Selection:

Wednesday, October 26, 2011

Fifty/fifty Racket

Long before the relativism obscured the obvious there were art guilds guarding against any shoddy practice and lowering of very high standards. As the results artists of the guilds left us some of the best made art objects ever created. Their colors are the most brilliant, glowing like jewels after 500 years. The quality of their drawings is nonpareil. Their compositions are always intricate and very tight .Then, their passion for rich, narrative realism keeps the mind of the viewer curious, intrigued. Wherever eye gazes it takes in the painter’s message: the world is marvelous, magnificent and how glorious it is to see it. Nothing in a painting like that is neglected, left unfinished, half-baked. To paint with such extreme dedication, reaching toward absolute perfection through art required big internal changes in characters of those artists. Normal amounts of patience, concentration, dedication would not do at all. One had to build a new person on top of the one that would gladly settle for “pretty darn good”.
Now, let us quickly move 500 years still inside of the same civilization, the same culture of the same race of people.

Data section:

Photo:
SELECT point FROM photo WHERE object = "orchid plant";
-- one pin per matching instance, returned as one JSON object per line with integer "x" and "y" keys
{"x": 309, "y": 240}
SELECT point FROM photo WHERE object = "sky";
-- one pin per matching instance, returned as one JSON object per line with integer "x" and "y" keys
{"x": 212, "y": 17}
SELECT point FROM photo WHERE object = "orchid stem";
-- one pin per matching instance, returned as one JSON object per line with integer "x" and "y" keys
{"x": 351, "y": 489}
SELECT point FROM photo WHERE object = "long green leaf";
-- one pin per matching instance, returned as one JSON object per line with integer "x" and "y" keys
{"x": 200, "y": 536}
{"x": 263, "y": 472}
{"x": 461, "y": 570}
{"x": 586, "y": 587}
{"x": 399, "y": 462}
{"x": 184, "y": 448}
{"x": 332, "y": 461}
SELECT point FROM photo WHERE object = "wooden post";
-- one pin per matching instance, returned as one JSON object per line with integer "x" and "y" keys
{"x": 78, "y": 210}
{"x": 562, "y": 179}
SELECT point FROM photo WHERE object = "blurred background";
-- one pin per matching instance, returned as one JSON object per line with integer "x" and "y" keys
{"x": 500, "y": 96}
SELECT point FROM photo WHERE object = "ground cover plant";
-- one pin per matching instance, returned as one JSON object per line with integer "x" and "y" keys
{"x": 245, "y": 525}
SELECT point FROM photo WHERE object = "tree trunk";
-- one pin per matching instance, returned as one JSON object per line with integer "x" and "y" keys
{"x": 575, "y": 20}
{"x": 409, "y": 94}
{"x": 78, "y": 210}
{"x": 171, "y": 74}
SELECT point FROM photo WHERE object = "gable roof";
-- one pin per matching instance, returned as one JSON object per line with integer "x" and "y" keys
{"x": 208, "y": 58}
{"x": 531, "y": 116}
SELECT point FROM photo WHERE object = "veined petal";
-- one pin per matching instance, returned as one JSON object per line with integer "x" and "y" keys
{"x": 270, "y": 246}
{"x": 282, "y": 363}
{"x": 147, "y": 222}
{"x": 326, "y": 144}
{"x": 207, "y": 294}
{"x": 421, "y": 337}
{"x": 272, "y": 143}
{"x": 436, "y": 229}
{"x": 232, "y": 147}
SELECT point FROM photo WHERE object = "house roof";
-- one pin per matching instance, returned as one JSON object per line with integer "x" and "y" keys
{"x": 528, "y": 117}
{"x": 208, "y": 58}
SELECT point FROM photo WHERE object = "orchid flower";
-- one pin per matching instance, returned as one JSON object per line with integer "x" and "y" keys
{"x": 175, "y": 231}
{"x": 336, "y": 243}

Objective:
Please carry the essay on art guilds forward from its final sentence. The lines play no part in what follows.

Exercise result:
  Once I joined a small gathering of artists at the house of a woman who told about her method of painting. She would buy a dozen of pre-stretched canvases and dip one in water. Then she would lay it flat and squeeze a squirt of acrylic paint down, then another color and again. On the wet surface the splats would bleed toward each other and after few minutes the entire surface was covered. Nice frame was added and painting would be sold at a local gallery. The gallery would take its “customary” 50 % and the artist would pocket her share, minus the cost of framing and the negligible cost of materials. It is not much, but considering the amount of time spent, assessing the amount of effort put into making the piece it would seem like a satisfactory transaction all around. The framer stays busy; the gallery made another quick profit and the artist had some income. No wonder than that the artist felt rather satisfied about the arrangement.
And yet, something is wrong there. The “paintings” she is selling are crap, the gallery is touting it as “very charming” and happy to make quick buck on stupidity of the public.
Now comes  relativism and in its fog it is supposedly hard to be sure what is crap and what is , perhaps not certainly so. After all very similar “paintings” are in the major museums everywhere and no doubt acquired for some hefty prices. The museums are not going to admit they are buying and exhibiting garbage. Their effete curators can nearly swoon with emotion in front of any of those garbage-works.
It would have to be checked in the history but my provisional understanding of the matter is that the usurious, outrageous arrangement of the fifty/fifty split of profits came about between art-dealers and modern artist sometime in the first decades of last century. Right at the time when hasty smearing became such a “rage” and the bad art needed unscrupulous sellers to convince the collectors to invest in it. Such works needed a lot of additional phoney commentary, creation of taste for “the newest” and right press to explain how shoddy is actually “great”. For that effort 50/50 split seemed the very least the authors of the art market for modern art felt entitled to and gotten.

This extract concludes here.